» **GIVEN TASK**: Reproduce the material in full, unchanged.

» **INPUT**:
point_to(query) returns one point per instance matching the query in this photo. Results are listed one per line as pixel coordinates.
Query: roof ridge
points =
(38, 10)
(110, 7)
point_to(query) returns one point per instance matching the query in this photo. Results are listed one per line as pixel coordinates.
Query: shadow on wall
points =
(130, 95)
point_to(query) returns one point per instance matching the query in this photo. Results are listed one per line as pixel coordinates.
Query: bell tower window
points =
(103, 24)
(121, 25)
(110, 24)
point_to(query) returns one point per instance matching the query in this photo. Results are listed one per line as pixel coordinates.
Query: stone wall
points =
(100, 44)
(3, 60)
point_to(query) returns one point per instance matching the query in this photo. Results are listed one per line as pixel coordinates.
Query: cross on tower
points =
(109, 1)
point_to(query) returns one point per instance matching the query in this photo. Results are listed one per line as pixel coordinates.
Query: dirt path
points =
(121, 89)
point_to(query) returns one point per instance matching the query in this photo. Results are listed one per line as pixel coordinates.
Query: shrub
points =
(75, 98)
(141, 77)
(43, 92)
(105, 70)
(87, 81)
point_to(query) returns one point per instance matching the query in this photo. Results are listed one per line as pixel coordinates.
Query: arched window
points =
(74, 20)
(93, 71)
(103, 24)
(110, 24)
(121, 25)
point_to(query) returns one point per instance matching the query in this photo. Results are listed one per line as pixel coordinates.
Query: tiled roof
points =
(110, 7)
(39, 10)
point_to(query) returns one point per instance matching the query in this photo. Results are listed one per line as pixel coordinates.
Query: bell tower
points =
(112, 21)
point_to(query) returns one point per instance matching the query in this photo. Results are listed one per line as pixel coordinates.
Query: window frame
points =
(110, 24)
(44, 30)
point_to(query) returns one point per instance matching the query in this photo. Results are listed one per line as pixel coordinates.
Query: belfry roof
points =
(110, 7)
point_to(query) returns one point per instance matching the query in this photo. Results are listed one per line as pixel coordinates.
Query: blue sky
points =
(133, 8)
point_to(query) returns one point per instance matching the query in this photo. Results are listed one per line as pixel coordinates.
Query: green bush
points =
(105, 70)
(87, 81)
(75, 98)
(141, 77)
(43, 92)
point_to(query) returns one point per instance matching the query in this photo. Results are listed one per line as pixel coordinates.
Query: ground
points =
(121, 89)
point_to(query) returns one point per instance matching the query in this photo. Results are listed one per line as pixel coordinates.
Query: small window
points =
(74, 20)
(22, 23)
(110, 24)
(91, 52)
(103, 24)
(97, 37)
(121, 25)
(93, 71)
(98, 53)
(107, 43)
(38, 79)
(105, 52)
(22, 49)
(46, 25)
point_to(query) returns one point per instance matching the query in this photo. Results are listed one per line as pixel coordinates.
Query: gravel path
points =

» **EXERCISE OUTPUT**:
point_to(query) returns one point per instance matching the query in this photo. Results are listed one per line as pixel coordinates.
Query: roof ridge
points =
(38, 10)
(110, 7)
point_to(query) returns one point per instance matching the query in this photo. Results are listed one per line as pixel coordinates.
Query: shadow on wall
points =
(130, 95)
point_to(query) returns one point per instance matching the query in this photo. Results are listed one per line as pixel coordinates.
Query: bell tower window
points =
(103, 24)
(121, 25)
(110, 24)
point_to(query) returns one point per instance matching the query in this photo. Results are listed one per line as pixel coordinates.
Query: stone wall
points =
(100, 44)
(3, 60)
point_to(query) returns one point per instance matching the query in this photo. Results are listed one per line as pixel coordinates.
Query: cross on tower
points =
(109, 1)
point_to(query) returns one point per instance matching the query in this photo. Results are listed one per line as pixel coordinates.
Query: dirt path
points =
(121, 89)
point_to(query) returns one point per instance matching the query in this photo. Results are listed one per line as pixel coordinates.
Query: shrub
points =
(75, 98)
(141, 77)
(43, 92)
(105, 70)
(87, 81)
point_to(query) returns one point per instance matching the query in this photo. Results are listed one per line as pixel coordinates.
Query: arched window
points =
(74, 20)
(93, 71)
(103, 24)
(110, 24)
(121, 25)
point_to(query) returns one point per instance matching the query in this photo. Results are listed one per line as pixel coordinates.
Query: tiled roof
points =
(110, 7)
(39, 10)
point_to(query) returns one point per instance matching the query in this photo. Results are listed one per line as pixel coordinates.
Query: bell tower
points =
(112, 21)
point_to(query) returns one point per instance matching the query in this photo. Results are listed one per line as pixel coordinates.
Query: window frame
points =
(110, 24)
(44, 30)
point_to(query) returns one point per instance matching the query in this photo. Results are listed one per line as pixel coordinates.
Query: belfry roof
points =
(110, 7)
point_to(query) returns one point per instance matching the query in this photo. Results are listed one per line as pixel coordinates.
Query: blue sky
points =
(133, 8)
point_to(query) returns one point per instance matching the query in this photo. Results are listed one per line as pixel coordinates.
Query: green bush
points =
(105, 70)
(87, 81)
(75, 98)
(141, 77)
(43, 92)
point_to(query) returns one point per instance matching the query in this photo. Results are listed one per line as pixel coordinates.
Query: ground
points =
(121, 89)
point_to(query) returns one point per instance matching the query in this photo. Results are listed one per line as pixel coordinates.
Query: small window
points =
(74, 20)
(22, 23)
(110, 24)
(91, 52)
(103, 24)
(97, 37)
(121, 25)
(93, 71)
(98, 53)
(107, 43)
(38, 79)
(105, 52)
(22, 49)
(46, 25)
point_to(query) returns one point per instance matching the query in this photo. Results are listed one per line as pixel coordinates.
Query: gravel path
points =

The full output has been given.